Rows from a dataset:
++++++++++++++++++++
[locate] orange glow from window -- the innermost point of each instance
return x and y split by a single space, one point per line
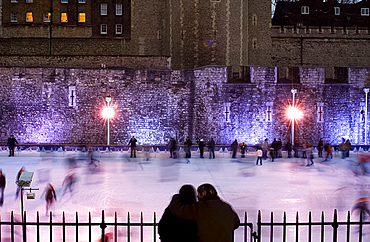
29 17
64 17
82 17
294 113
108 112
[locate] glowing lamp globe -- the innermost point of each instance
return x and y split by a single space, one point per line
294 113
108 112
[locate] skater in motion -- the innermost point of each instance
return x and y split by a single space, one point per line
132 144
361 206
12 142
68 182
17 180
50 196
++++++++++++++++++++
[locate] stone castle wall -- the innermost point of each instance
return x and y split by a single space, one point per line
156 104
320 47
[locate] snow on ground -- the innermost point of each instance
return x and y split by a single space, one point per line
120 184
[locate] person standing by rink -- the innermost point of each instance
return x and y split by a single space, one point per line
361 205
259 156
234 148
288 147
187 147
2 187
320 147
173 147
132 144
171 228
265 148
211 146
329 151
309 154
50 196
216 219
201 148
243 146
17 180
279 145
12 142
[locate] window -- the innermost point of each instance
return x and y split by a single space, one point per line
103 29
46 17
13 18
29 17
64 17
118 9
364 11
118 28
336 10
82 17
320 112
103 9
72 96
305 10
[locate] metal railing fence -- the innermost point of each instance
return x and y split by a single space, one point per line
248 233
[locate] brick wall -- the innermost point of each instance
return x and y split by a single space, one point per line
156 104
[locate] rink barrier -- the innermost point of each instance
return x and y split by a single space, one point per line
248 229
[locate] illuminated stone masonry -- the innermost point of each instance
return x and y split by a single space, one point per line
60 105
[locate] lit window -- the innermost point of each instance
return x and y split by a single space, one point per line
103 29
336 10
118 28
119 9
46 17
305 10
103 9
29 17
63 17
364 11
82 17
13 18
++++++++++++++++++++
• **WHAT YOU ARE ASKED TO DO**
Select and copy every row above that contains the word "stone". Treat uppercase and lowercase as different.

• **SOLUTION TO THIS PROBLEM**
[locate] stone castle wall -- the innermost point of each instance
[locate] illuminated stone masonry -- the innermost point of each instance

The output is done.